Convert the lines starting at the one containing "vegetation on bank?" and ending at the one containing "128L108 127L95 129L55" into a Markdown table with the columns Row and Text. Put a row number and one line in each row, and skip any blank lines.
* START *
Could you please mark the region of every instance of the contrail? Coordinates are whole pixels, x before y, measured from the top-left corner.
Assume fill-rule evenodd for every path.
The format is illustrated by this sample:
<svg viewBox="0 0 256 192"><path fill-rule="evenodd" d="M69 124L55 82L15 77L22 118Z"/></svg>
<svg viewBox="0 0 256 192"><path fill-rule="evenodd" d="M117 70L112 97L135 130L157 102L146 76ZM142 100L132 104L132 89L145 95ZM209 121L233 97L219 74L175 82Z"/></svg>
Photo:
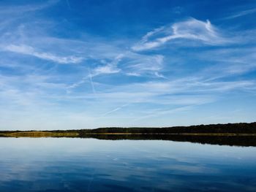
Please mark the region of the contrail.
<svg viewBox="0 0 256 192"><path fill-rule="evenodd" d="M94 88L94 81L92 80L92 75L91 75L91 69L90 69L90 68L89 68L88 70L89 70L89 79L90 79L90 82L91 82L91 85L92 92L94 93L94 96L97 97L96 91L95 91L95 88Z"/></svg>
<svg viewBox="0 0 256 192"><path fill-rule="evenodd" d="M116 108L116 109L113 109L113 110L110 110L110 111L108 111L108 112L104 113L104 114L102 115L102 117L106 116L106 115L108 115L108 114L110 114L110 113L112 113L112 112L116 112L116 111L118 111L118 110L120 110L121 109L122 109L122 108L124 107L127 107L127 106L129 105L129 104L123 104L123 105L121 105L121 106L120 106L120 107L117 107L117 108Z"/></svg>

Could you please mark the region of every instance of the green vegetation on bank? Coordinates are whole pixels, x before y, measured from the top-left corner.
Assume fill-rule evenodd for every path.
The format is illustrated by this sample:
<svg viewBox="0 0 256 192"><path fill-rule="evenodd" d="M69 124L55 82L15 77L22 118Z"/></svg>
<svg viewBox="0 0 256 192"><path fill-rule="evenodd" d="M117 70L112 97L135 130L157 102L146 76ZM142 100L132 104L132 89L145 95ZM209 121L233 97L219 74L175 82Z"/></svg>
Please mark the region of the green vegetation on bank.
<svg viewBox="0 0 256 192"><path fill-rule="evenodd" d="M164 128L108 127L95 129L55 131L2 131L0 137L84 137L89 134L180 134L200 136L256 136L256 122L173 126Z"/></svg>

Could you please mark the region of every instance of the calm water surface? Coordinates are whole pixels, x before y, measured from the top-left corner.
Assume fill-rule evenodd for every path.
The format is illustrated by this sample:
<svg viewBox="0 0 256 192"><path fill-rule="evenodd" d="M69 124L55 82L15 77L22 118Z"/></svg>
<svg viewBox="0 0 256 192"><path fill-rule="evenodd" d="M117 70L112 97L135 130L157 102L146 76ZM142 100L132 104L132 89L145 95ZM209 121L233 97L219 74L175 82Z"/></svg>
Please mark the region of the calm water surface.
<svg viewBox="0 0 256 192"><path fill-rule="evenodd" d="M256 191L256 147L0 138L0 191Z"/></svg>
* END *
* START *
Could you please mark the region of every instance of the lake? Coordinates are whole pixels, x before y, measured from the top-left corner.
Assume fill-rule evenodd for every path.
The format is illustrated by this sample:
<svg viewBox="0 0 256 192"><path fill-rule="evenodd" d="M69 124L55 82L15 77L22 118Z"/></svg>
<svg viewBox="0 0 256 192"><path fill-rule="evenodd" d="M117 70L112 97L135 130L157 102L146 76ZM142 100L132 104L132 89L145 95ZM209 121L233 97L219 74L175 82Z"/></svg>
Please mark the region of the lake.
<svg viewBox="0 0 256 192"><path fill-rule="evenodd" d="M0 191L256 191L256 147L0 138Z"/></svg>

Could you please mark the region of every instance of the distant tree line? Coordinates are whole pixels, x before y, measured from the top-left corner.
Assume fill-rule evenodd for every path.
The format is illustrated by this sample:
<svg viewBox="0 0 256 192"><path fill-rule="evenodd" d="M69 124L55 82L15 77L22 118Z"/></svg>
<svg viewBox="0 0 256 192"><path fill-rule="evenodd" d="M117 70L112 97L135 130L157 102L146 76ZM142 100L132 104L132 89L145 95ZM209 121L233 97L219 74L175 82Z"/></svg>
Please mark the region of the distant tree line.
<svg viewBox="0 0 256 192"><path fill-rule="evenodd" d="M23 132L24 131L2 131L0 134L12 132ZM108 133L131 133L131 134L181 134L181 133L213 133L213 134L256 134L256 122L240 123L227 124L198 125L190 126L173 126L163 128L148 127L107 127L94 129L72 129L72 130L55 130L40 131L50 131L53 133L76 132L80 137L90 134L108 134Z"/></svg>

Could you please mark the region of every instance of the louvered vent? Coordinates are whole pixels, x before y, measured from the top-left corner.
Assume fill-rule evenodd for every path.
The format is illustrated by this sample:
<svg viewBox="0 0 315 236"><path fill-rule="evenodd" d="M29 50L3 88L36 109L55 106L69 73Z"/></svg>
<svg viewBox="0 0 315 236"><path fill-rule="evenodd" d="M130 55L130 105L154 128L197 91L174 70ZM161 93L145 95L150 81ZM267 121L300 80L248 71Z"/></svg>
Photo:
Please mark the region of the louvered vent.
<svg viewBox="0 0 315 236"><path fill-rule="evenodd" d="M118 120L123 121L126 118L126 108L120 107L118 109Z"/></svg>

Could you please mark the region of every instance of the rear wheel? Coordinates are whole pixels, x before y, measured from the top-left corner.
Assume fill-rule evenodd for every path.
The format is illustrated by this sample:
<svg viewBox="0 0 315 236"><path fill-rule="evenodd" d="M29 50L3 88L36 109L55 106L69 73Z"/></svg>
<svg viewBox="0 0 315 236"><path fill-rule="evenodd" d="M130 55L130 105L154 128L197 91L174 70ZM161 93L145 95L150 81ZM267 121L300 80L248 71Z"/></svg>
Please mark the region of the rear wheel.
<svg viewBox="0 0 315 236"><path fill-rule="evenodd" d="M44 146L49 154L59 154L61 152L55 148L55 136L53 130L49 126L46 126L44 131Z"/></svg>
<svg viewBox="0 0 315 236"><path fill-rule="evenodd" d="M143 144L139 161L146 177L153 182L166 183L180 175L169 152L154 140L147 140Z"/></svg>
* END *
Final result:
| Row | Text |
|---|---|
| 1 | Could you please mark the region of every instance of the green vegetation on bank? Coordinates are whole pixels, x before y, measured from the top-left corner. |
| 2 | Assume fill-rule evenodd for every path. |
| 3 | The format is illustrated by this sample: |
| 4 | <svg viewBox="0 0 256 192"><path fill-rule="evenodd" d="M69 124L55 82L15 77L22 118Z"/></svg> |
| 5 | <svg viewBox="0 0 256 192"><path fill-rule="evenodd" d="M117 70L112 97L135 130L157 102L146 76ZM142 100L132 104L132 89L145 95ZM209 121L233 97L219 74L175 82Z"/></svg> |
| 6 | Please mark the region of the green vegetation on bank. |
| 7 | <svg viewBox="0 0 256 192"><path fill-rule="evenodd" d="M164 128L108 127L95 129L55 131L2 131L0 137L84 137L89 134L180 134L200 136L256 136L256 122L173 126Z"/></svg> |